:: JOB A ::
In the delivery strategy page, substitute "local storage" for "persistence" and reproduce the text from "The SDK follows" up to and including "maintaining system stability.".

:: EXTRACT TO READ ::
▬▬▬▬▬▬

Skip to main content
Version: 0.0.0 (Beta)

Delivery Strategy

This document explains how logs are routed and delivered once they leave the logging path.

The SDK follows a strict and deterministic delivery order.


Delivery order

Logs are delivered in the following priority order:

  1. Primary server
  2. EchoPost
  3. Fallback server
  4. Drop with persistence

Each step exists to reduce data loss while maintaining system stability.


Primary server delivery

The primary server is always the first choice.

Endpoint and protocol

  • URL: Configured via server.host or DATANADHI_SERVER_HOST
  • Endpoint: POST /log
  • Format: JSON with pipelines and log_data
  • Authentication: DATANADHI_API_KEY header
  • Timeout: 10 seconds

Request format

{
"pipelines": ["pipeline-id-1", "pipeline-id-2"],
"log_data": {
"message": "...",
"trace_id": "...",
"timestamp": "...",
"module_name": "...",
"log_record": { ... },
"context": { ... }
}
}

Response handling

Status CodeAction
2xxSuccess - mark item as done
3xx-5xxFailure - drop item, store to disk
5xx+Unavailable - requeue item, mark server unhealthy
Timeout/Connection errorUnavailable - requeue item, mark server unhealthy

Health monitoring

When marked unhealthy:

  1. Background health check thread starts
  2. Checks GET / every 500ms
  3. When server responds with 2xx, marks healthy
  4. Routing automatically resumes

EchoPost delivery

EchoPost is used only when the primary server is unavailable.

▬▬▬▬▬▬

:: JOB B ::
Rewrite only the listing lines from the line with "child's arm for player-tracking calibration." up to and including the line with "[0,0,420,310]" as a JSON list of strings, one string per line, leaving out blank lines and the pictures.

▬▬▬▬▬▬

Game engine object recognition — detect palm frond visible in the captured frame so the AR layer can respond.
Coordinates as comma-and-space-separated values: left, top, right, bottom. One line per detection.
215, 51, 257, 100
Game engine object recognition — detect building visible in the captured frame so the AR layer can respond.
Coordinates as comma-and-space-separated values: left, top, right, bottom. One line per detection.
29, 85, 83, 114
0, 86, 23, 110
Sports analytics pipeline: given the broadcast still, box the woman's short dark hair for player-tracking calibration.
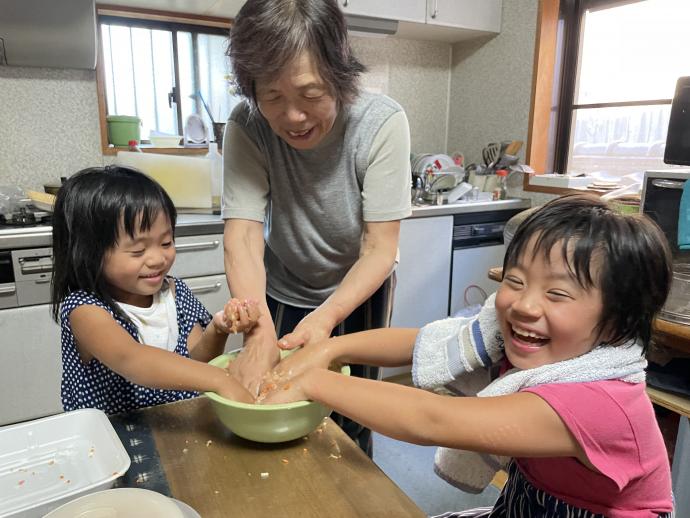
[228,0,365,108]
[51,165,177,322]
[503,194,672,354]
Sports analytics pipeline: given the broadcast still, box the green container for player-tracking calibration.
[206,350,350,443]
[105,115,141,146]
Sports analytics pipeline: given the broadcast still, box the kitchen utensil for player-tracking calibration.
[505,140,523,155]
[115,151,212,209]
[448,182,473,203]
[44,487,185,518]
[482,142,501,166]
[0,408,130,517]
[206,351,350,443]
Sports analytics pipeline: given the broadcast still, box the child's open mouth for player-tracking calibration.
[511,326,549,347]
[288,128,314,140]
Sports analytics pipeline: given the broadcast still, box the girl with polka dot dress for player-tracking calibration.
[52,166,258,414]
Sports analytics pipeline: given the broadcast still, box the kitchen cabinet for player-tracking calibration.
[426,0,503,32]
[338,0,426,23]
[170,234,243,351]
[382,216,453,378]
[0,304,62,426]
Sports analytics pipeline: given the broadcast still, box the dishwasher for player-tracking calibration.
[448,209,524,316]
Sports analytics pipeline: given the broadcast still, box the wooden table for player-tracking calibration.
[111,397,426,518]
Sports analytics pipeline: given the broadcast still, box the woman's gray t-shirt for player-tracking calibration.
[222,93,411,307]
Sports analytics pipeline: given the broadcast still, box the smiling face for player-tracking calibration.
[103,212,175,307]
[256,51,338,149]
[496,238,603,369]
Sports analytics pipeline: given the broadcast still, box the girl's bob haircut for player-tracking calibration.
[227,0,365,111]
[51,165,177,322]
[503,194,672,348]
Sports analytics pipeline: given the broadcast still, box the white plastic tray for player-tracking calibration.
[0,409,131,518]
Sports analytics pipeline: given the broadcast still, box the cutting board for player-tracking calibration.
[115,151,212,209]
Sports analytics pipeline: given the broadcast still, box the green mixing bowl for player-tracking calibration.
[206,351,350,442]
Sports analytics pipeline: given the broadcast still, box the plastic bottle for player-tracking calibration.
[206,142,223,207]
[127,140,143,153]
[493,169,508,201]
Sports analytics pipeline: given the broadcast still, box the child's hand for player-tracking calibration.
[256,376,308,405]
[259,341,331,393]
[213,299,261,334]
[216,371,256,403]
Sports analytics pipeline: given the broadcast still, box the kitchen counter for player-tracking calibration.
[410,198,532,218]
[110,397,425,518]
[0,214,223,250]
[0,198,531,250]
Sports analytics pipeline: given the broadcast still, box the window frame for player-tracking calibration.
[96,4,233,155]
[523,0,672,194]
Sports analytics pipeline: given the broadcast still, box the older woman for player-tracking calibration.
[223,0,411,456]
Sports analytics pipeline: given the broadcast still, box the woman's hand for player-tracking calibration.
[213,299,261,334]
[227,326,280,396]
[278,308,335,349]
[256,374,308,405]
[216,371,256,403]
[259,340,333,393]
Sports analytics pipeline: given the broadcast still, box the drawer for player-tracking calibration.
[170,234,225,278]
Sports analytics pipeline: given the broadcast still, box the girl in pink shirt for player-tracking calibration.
[258,195,673,518]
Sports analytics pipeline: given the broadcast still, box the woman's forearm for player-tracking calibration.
[324,328,419,367]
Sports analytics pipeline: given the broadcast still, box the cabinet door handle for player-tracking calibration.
[189,282,222,294]
[175,239,220,252]
[652,180,685,189]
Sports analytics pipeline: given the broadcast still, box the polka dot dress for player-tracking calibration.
[60,278,212,414]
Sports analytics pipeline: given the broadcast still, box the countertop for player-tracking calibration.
[0,198,531,250]
[110,397,425,518]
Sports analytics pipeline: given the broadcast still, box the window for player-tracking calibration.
[94,9,239,151]
[532,0,690,187]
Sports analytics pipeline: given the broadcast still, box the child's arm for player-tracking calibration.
[187,299,260,362]
[262,328,419,392]
[69,305,254,403]
[266,369,590,465]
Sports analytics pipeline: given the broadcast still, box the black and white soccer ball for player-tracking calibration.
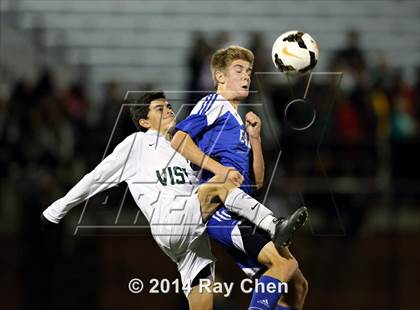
[271,30,319,74]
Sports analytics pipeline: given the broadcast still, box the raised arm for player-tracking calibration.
[245,112,265,189]
[42,134,139,224]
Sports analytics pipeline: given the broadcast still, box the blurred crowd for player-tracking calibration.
[0,31,420,235]
[0,31,420,308]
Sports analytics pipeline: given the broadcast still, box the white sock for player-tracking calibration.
[225,188,276,236]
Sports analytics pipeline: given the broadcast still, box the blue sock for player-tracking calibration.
[248,275,282,310]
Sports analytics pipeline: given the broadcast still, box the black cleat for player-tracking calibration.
[273,207,308,249]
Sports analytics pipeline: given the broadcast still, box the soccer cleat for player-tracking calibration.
[273,207,308,249]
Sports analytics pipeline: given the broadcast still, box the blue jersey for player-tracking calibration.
[176,93,268,276]
[176,93,251,194]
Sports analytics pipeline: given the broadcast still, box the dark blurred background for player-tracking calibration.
[0,0,420,310]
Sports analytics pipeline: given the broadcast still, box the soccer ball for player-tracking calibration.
[271,30,319,74]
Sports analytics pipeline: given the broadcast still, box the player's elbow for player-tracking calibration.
[171,131,187,151]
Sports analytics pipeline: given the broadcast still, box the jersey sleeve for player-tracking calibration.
[176,94,226,139]
[43,133,141,223]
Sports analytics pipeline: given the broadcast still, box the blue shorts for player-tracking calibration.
[207,206,271,278]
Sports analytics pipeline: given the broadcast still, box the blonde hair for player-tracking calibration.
[210,45,254,88]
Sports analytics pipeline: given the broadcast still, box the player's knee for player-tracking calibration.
[269,255,299,274]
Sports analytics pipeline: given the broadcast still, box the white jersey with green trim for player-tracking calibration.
[43,130,198,225]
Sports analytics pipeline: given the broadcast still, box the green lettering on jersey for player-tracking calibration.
[156,166,191,186]
[156,168,167,186]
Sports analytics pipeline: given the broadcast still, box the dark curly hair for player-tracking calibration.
[130,91,166,132]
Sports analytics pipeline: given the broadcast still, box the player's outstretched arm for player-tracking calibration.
[42,134,138,224]
[245,112,265,189]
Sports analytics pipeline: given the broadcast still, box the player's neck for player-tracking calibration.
[217,90,240,110]
[148,127,175,141]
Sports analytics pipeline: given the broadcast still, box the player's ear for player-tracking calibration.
[139,118,151,129]
[214,70,225,84]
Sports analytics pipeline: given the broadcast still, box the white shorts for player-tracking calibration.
[150,194,216,296]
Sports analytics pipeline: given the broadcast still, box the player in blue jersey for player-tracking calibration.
[172,46,307,309]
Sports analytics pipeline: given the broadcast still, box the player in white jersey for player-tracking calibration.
[42,93,306,309]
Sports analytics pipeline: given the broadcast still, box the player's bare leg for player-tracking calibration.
[198,175,308,249]
[258,242,298,282]
[188,285,213,310]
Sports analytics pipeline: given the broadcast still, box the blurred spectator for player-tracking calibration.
[186,33,212,109]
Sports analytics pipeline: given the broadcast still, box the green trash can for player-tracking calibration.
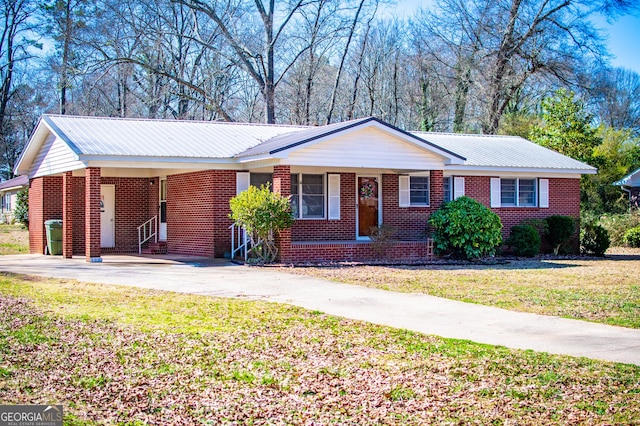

▬▬▬▬▬▬

:: COMPLETE OUTPUT A ::
The SDK follows a strict and deterministic delivery order.


Delivery order

Logs are delivered in the following priority order:

  1. Primary server
  2. EchoPost
  3. Fallback server
  4. Drop with local storage

Each step exists to reduce data loss while maintaining system stability.

:: COMPLETE OUTPUT B ::
[
  "Sports analytics pipeline: given the broadcast still, box the child's arm for player-tracking calibration.",
  "[187,299,260,362]",
  "[262,328,419,392]",
  "[69,305,254,403]",
  "[266,369,590,465]",
  "Sports analytics pipeline: given the broadcast still, box the black and white soccer ball for player-tracking calibration.",
  "[271,30,319,74]",
  "Sports analytics pipeline: given the broadcast still, box the raised arm for player-tracking calibration.",
  "[245,112,265,189]",
  "[42,134,139,224]",
  "Sports analytics pipeline: given the broadcast still, box the blurred crowd for player-tracking calibration.",
  "[0,31,420,235]",
  "[0,31,420,308]",
  "Sports analytics pipeline: given the broadcast still, box the white sock for player-tracking calibration.",
  "[225,188,276,236]",
  "Sports analytics pipeline: given the broadcast still, box the blue sock for player-tracking calibration.",
  "[248,275,282,310]",
  "Sports analytics pipeline: given the broadcast still, box the black cleat for player-tracking calibration.",
  "[273,207,308,249]",
  "Sports analytics pipeline: given the broadcast still, box the soccer cleat for player-tracking calibration.",
  "[273,207,308,249]",
  "Sports analytics pipeline: given the broadcast still, box the blue jersey for player-tracking calibration.",
  "[176,93,268,276]",
  "[176,93,251,194]",
  "Sports analytics pipeline: given the broadcast still, box the dark blurred background for player-tracking calibration.",
  "[0,0,420,310]"
]